EXERCISE: Say how many lines below contain the word "wooden". The number is the entire reply.

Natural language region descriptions
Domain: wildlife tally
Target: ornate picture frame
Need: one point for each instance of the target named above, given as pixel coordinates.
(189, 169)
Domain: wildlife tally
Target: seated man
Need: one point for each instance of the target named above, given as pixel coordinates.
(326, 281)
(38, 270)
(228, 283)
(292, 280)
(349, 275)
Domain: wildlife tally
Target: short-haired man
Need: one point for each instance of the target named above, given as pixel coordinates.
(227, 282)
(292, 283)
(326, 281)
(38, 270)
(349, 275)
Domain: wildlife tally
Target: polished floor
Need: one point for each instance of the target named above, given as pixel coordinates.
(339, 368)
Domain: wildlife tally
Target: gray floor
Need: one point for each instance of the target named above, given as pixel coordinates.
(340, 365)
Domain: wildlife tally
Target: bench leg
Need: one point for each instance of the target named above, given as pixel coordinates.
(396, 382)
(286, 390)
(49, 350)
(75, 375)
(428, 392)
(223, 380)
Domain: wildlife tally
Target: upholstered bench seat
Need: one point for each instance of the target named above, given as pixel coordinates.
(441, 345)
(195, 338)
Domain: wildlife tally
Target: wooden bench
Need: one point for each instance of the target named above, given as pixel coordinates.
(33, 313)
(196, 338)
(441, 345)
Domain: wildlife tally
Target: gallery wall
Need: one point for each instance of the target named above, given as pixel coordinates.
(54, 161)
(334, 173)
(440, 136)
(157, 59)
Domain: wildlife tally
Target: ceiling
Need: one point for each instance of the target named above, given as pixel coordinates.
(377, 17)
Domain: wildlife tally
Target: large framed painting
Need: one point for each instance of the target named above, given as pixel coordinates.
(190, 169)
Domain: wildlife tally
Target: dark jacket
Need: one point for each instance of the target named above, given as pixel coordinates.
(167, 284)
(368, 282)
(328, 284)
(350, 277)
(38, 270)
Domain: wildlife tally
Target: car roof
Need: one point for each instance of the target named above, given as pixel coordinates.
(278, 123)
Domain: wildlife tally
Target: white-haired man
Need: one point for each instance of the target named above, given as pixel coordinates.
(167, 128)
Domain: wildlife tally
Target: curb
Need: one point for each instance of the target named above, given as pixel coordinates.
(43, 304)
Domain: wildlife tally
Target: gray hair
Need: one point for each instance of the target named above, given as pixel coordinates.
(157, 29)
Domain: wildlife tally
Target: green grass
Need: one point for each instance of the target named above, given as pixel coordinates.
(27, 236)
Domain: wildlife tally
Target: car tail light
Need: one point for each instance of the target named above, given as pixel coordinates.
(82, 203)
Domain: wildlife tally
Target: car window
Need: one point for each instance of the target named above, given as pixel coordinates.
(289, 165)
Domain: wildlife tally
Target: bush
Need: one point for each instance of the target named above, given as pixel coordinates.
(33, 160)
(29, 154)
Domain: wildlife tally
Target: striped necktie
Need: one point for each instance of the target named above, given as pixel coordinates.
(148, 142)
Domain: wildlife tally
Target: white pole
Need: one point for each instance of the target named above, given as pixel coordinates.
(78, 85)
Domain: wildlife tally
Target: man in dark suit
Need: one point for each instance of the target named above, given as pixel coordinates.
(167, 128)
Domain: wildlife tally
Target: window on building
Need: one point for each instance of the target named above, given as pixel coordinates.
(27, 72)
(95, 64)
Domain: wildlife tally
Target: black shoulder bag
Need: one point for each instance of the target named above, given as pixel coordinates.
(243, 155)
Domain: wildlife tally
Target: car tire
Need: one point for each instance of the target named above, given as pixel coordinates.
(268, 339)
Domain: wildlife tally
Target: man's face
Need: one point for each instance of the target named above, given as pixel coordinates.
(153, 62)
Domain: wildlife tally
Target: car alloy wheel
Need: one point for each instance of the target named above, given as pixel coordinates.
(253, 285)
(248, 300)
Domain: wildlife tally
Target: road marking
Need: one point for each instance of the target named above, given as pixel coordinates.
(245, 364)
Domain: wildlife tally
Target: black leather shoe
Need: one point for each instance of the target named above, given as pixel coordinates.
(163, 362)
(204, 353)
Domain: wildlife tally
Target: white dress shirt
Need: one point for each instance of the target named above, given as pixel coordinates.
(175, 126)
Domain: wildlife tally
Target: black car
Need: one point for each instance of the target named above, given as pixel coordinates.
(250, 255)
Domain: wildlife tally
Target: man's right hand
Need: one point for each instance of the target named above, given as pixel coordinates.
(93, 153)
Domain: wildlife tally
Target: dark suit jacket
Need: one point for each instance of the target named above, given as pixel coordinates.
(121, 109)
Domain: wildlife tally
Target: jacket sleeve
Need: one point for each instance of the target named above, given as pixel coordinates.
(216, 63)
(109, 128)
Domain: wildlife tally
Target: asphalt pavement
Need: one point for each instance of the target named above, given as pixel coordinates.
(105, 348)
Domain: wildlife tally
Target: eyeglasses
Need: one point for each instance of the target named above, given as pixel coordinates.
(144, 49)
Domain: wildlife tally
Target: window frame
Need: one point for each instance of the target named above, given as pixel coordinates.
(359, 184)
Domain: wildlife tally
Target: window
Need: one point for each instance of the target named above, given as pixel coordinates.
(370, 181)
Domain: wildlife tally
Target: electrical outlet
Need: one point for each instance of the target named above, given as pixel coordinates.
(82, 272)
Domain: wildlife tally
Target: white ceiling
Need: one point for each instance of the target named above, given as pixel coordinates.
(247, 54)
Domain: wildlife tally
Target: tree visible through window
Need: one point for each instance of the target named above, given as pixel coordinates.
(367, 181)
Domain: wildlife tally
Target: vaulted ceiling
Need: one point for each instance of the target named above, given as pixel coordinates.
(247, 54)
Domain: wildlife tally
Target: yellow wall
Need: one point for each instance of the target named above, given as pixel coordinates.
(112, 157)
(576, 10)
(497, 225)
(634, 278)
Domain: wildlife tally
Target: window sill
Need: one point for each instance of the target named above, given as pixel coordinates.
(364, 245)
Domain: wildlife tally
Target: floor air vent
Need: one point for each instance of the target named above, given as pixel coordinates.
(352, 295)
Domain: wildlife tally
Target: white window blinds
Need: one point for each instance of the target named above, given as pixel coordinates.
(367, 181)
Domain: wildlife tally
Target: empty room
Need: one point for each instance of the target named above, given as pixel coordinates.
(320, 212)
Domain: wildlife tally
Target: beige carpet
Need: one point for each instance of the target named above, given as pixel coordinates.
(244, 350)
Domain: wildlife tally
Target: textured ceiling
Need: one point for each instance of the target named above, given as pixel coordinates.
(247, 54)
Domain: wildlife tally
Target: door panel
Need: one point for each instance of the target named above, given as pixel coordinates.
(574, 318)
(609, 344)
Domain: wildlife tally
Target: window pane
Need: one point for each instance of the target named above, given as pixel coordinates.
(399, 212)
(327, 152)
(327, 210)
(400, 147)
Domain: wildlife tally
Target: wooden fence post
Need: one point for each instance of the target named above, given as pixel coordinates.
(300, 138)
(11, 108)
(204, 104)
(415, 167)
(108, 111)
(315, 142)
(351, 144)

TASK ANSWER: 2